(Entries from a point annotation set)
────────────────

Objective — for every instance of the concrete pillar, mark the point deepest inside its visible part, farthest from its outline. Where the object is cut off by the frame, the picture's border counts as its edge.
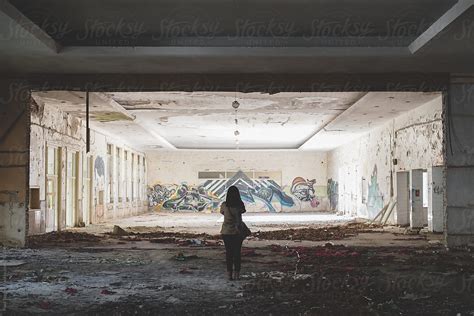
(402, 214)
(459, 133)
(14, 162)
(416, 199)
(436, 199)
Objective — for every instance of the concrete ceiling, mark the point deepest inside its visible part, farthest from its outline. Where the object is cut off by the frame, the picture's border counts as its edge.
(210, 36)
(206, 120)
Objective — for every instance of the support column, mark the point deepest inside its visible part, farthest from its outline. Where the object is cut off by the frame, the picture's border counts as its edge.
(436, 199)
(416, 199)
(459, 172)
(14, 162)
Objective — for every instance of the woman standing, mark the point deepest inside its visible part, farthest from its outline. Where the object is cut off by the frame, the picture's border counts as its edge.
(232, 209)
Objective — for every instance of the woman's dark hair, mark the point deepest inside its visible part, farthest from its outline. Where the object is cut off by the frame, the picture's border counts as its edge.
(233, 198)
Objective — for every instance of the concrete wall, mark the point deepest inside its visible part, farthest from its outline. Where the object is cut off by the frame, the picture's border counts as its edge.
(363, 173)
(296, 180)
(51, 127)
(459, 171)
(14, 156)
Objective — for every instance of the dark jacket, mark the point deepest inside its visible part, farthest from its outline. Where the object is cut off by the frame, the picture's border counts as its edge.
(232, 219)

────────────────

Turn each line of the records above into one string in a JSON list, skipping blank lines and the picture.

[
  "Objective — for every instance of the concrete pillar, mark the point deepest inside its visible part, farthest from its outline. Where the object is cut off by the frame, the picture's border counts as its edge.",
  "(402, 214)",
  "(459, 133)",
  "(14, 162)",
  "(416, 199)",
  "(436, 199)",
  "Objective — for every instance of the concrete ceiling, mark the point deepest inside its visible part, farthest from its outline. Where the object is cut off by the frame, the picture's border counts as its edge.",
  "(210, 36)",
  "(206, 120)",
  "Objective — for every instance of the support column, mark the point deepest inside its visible part, farthest from its outline. Where the object is cut off by the frame, the picture's border counts as its edge.",
  "(436, 199)",
  "(416, 199)",
  "(459, 172)",
  "(14, 162)",
  "Objective — for every instance of the woman standing, mark the point deepest inside its visible part, farthest from its outline. Where the object is cut off by the frame, the picture's border counts as its edge.",
  "(232, 209)",
  "Objective — for every instance of the woman's dark hair, mark the point deepest inside its visible part, farthest from its outline. Where the object is cut off by the frame, the picture's border counts as its edge.",
  "(233, 198)",
  "Objective — for every instance of the concrete wall, mark the point deepest inside its visible part, farthest from its outline. Where the object is cut off by the frame, the picture's border counts as its edge.",
  "(363, 173)",
  "(296, 180)",
  "(51, 127)",
  "(459, 171)",
  "(14, 156)",
  "Objective — for every instance of the dark jacket, mark the point deepest inside its visible part, farthest from its outline. Where the object is cut off by the frame, the picture's border counts as its edge.",
  "(232, 219)"
]